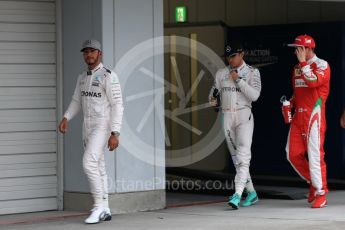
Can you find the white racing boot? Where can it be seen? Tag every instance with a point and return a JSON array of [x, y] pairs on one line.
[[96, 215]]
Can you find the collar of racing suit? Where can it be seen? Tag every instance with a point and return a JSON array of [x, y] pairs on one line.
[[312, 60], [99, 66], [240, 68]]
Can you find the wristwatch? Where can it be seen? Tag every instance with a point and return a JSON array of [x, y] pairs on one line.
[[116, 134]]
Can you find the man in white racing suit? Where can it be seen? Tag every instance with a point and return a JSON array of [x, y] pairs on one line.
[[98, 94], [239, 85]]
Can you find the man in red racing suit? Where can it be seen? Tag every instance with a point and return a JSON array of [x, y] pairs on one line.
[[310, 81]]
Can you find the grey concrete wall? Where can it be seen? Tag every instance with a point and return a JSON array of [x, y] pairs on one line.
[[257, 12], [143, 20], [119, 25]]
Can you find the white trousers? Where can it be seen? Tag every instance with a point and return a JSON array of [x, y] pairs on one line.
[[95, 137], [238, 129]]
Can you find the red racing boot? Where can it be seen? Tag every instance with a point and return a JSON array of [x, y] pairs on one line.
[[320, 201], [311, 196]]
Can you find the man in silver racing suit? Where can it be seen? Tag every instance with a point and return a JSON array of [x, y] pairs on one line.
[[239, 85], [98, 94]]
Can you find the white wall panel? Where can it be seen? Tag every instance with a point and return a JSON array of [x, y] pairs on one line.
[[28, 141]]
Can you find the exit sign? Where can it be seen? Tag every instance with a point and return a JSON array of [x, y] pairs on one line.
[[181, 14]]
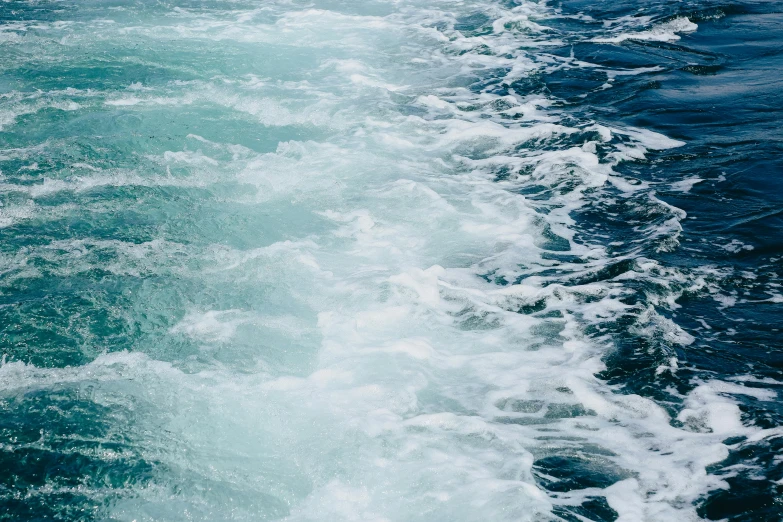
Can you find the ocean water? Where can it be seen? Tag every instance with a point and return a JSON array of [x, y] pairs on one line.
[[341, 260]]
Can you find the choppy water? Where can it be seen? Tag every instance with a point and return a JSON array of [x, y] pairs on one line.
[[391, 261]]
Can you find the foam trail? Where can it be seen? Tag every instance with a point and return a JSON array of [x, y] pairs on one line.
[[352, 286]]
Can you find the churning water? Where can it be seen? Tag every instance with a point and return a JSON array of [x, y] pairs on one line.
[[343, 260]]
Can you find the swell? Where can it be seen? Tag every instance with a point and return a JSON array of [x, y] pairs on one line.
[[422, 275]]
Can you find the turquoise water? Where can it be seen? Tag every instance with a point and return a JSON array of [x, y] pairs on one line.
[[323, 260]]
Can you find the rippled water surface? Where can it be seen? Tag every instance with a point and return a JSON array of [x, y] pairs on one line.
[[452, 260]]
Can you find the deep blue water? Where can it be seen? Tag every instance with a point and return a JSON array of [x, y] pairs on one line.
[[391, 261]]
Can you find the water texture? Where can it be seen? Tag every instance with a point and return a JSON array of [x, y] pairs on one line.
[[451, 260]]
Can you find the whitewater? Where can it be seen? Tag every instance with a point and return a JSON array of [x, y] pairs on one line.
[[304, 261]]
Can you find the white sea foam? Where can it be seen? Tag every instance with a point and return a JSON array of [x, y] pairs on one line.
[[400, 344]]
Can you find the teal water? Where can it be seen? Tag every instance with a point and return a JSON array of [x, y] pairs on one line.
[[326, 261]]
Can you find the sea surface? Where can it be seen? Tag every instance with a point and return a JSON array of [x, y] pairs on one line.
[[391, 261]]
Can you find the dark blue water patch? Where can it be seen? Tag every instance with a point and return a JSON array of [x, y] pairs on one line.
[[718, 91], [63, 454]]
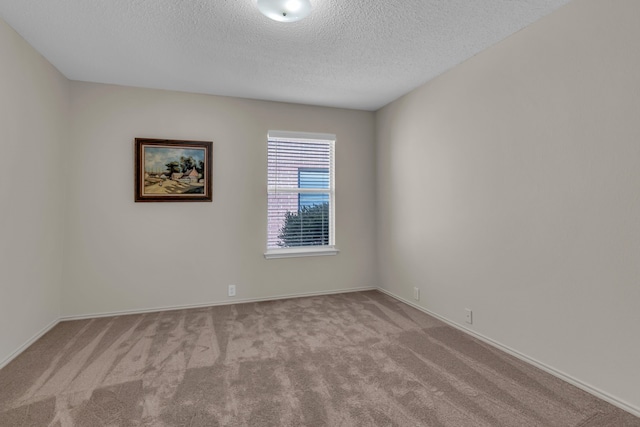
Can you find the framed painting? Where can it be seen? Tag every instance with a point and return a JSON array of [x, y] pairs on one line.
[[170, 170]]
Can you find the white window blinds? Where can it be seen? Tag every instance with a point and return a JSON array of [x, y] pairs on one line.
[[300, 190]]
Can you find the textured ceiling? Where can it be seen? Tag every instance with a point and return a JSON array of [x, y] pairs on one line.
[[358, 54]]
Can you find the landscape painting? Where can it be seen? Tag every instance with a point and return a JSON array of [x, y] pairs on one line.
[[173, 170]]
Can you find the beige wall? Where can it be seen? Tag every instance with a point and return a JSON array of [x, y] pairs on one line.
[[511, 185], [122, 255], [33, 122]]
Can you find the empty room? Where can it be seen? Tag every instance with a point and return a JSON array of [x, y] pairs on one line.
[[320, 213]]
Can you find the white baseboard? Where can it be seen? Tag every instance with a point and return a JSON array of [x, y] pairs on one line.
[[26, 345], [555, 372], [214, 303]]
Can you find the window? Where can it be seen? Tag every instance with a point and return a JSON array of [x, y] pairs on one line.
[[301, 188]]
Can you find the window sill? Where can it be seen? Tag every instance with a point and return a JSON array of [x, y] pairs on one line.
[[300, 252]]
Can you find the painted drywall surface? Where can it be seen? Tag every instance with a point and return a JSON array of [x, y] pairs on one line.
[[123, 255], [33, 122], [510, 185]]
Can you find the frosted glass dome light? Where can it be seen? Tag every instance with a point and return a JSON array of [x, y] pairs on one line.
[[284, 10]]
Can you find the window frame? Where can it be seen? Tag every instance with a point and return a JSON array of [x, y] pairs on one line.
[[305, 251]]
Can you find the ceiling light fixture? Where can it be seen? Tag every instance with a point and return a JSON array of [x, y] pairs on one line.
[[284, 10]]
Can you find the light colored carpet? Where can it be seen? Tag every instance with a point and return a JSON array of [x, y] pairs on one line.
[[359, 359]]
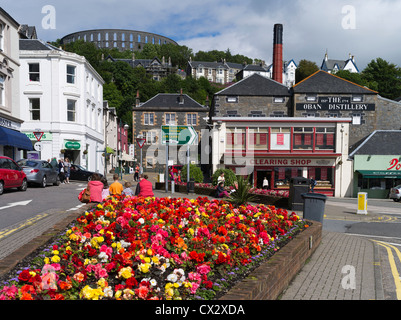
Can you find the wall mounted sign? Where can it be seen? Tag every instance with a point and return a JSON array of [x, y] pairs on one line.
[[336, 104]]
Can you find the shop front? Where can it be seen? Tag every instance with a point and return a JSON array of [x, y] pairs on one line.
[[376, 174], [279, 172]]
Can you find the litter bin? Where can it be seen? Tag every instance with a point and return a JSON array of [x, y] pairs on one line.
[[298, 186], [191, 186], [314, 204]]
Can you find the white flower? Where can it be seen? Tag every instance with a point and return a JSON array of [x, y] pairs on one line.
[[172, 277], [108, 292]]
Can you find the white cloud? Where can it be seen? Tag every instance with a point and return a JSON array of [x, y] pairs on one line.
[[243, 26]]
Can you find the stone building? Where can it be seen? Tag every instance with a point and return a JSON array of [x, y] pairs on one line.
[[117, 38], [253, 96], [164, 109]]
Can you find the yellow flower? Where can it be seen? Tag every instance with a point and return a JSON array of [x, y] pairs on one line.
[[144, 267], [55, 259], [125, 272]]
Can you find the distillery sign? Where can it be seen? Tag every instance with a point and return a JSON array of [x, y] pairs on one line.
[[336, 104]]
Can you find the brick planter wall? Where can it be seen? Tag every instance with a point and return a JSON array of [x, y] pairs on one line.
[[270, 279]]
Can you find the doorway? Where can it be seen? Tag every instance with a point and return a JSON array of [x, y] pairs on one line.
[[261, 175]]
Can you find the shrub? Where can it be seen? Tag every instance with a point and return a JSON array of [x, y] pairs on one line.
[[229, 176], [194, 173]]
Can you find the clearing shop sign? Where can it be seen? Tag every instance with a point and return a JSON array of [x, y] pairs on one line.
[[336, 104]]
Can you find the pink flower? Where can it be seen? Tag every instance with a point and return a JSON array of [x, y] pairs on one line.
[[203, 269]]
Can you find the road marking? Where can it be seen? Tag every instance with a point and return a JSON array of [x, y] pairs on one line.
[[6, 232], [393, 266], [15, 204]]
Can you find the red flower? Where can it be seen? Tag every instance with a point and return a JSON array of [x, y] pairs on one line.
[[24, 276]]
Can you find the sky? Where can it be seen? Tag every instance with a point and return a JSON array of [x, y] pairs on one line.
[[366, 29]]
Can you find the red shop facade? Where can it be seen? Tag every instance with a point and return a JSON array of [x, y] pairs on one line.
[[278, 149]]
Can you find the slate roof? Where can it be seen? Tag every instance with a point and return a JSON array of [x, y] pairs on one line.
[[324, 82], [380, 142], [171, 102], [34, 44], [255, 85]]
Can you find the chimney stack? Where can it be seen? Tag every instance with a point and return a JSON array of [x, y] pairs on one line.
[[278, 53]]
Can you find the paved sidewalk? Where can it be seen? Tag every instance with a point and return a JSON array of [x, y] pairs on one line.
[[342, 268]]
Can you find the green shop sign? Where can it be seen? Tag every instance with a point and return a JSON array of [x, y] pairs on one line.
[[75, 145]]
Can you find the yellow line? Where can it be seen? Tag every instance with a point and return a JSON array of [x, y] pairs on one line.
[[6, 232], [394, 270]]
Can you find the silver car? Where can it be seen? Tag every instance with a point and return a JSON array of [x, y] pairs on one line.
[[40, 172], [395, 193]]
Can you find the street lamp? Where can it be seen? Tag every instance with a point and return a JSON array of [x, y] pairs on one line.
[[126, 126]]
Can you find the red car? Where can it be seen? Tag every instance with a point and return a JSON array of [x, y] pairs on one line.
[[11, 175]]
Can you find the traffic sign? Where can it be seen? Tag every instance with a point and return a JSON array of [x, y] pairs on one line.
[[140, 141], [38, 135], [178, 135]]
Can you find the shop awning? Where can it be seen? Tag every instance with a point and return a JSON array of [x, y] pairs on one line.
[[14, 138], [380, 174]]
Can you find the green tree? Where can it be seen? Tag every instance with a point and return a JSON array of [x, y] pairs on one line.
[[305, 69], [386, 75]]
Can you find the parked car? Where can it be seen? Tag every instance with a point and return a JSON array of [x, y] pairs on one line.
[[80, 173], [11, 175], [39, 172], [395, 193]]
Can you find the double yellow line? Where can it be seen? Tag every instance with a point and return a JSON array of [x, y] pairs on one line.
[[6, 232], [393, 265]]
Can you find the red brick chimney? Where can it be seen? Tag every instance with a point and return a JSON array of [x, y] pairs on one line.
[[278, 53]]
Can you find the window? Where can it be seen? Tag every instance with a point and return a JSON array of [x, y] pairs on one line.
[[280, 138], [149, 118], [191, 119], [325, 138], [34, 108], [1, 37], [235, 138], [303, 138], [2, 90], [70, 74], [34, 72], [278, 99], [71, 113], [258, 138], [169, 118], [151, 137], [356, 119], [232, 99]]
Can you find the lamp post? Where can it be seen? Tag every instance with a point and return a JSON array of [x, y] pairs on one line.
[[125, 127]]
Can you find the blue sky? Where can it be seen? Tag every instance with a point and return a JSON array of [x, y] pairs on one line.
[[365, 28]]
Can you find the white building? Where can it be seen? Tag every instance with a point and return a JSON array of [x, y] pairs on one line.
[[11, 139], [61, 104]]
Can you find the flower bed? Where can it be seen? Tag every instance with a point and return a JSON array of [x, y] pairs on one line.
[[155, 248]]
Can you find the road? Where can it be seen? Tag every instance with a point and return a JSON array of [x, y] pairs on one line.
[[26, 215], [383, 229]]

—————

> **Your instructions**
Print, exactly as given, the lines from the one with "Can you find the flower" through the last line of the material above, and no others.

> **Exercise output**
Can you find the flower bed? Where can it be seen? Tag every instance with a point and return a JSON array of [x, y] pairs on one line.
[[155, 248]]
Can you find the road? Where can it be seen? Tag every instance with a point and return a JSON array of [x, y] pairs on one line.
[[26, 215], [383, 229]]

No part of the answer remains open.